**WHAT IS EXPECTED:**
Below are some entries. Output each one exactly as it appears.

★ ★ ★

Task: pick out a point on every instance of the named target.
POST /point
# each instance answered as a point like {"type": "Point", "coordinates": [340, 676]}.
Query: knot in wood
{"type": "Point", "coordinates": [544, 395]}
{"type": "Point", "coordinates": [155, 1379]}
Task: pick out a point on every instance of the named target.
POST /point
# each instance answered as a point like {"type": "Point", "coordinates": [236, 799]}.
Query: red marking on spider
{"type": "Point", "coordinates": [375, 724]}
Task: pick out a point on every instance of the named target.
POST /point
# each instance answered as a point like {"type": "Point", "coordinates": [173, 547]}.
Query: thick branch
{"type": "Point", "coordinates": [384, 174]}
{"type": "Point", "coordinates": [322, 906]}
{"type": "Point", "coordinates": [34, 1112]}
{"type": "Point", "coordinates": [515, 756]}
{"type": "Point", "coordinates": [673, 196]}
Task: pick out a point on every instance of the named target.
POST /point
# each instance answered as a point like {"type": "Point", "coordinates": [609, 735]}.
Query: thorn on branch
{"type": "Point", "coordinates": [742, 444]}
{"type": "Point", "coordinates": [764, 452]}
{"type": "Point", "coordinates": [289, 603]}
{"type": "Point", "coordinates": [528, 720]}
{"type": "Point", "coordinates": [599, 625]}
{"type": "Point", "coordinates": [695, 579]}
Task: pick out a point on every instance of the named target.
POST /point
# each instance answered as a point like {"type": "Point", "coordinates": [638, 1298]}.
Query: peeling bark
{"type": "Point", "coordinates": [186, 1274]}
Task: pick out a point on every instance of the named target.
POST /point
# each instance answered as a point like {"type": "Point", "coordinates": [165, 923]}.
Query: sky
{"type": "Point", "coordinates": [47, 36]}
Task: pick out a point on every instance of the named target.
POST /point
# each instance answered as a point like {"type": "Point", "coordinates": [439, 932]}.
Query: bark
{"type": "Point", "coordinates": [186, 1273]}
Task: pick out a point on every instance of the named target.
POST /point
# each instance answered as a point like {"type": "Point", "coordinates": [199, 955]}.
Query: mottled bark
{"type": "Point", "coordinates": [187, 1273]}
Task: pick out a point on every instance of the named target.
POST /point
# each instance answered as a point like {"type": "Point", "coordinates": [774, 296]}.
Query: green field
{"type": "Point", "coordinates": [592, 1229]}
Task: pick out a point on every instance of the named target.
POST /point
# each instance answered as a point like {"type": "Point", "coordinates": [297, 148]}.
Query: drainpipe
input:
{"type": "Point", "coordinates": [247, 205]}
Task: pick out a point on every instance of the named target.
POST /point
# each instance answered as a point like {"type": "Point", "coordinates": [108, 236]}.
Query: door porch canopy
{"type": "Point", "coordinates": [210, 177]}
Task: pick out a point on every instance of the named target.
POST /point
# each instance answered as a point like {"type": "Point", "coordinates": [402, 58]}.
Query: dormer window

★ ★ ★

**THE OUTPUT:**
Task: pick out a point on every instance of the named target.
POST /point
# each instance answered as a point like {"type": "Point", "coordinates": [340, 676]}.
Query: knot in wood
{"type": "Point", "coordinates": [544, 395]}
{"type": "Point", "coordinates": [155, 1379]}
Task: pick out a point on every instance of the named target.
POST /point
# each instance answered as a point like {"type": "Point", "coordinates": [236, 799]}.
Query: red marking on spider
{"type": "Point", "coordinates": [375, 724]}
Task: pick out a point on every instance of the named target.
POST /point
# each instance answered as a point like {"type": "Point", "coordinates": [173, 547]}.
Query: thick branch
{"type": "Point", "coordinates": [384, 174]}
{"type": "Point", "coordinates": [322, 906]}
{"type": "Point", "coordinates": [34, 1112]}
{"type": "Point", "coordinates": [515, 756]}
{"type": "Point", "coordinates": [673, 196]}
Task: pick out a point on every instance of the named target.
POST /point
# each instance answered as a point like {"type": "Point", "coordinates": [609, 735]}.
Query: thorn on branch
{"type": "Point", "coordinates": [742, 444]}
{"type": "Point", "coordinates": [764, 452]}
{"type": "Point", "coordinates": [289, 603]}
{"type": "Point", "coordinates": [528, 720]}
{"type": "Point", "coordinates": [599, 625]}
{"type": "Point", "coordinates": [695, 579]}
Task: pick out a point on every instance of the named target.
POST /point
# each instance answered as a point like {"type": "Point", "coordinates": [638, 1298]}.
Query: peeling bark
{"type": "Point", "coordinates": [186, 1274]}
Task: pick out a point on every instance of the named target.
POST /point
# each instance answered as a point like {"type": "Point", "coordinates": [165, 923]}.
Query: sky
{"type": "Point", "coordinates": [47, 36]}
Task: pick out a point on every instance of the named target.
POST /point
# each instance answered as a point like {"type": "Point", "coordinates": [439, 932]}.
Query: bark
{"type": "Point", "coordinates": [186, 1273]}
Task: pick out a point on every instance of the named target.
POST /point
# each instance answered as a point like {"type": "Point", "coordinates": [199, 955]}.
Query: mottled bark
{"type": "Point", "coordinates": [187, 1273]}
Task: pick out a point on every instance of the named target.
POST /point
# each instance answered as a point like {"type": "Point", "coordinates": [774, 296]}.
Query: green field
{"type": "Point", "coordinates": [592, 1229]}
Task: pick out a point on every instance of the named target.
POST /point
# each instance answered as a point like {"type": "Point", "coordinates": [297, 148]}.
Query: drainpipe
input:
{"type": "Point", "coordinates": [247, 205]}
Task: pick out a point on every instance of the named target.
POST /point
# each instance answered as a point like {"type": "Point", "coordinates": [108, 236]}.
Query: door porch canopy
{"type": "Point", "coordinates": [210, 177]}
Task: pick out a point on every instance of the named target.
POST /point
# each instance answered as a point like {"type": "Point", "coordinates": [402, 58]}.
Query: dormer window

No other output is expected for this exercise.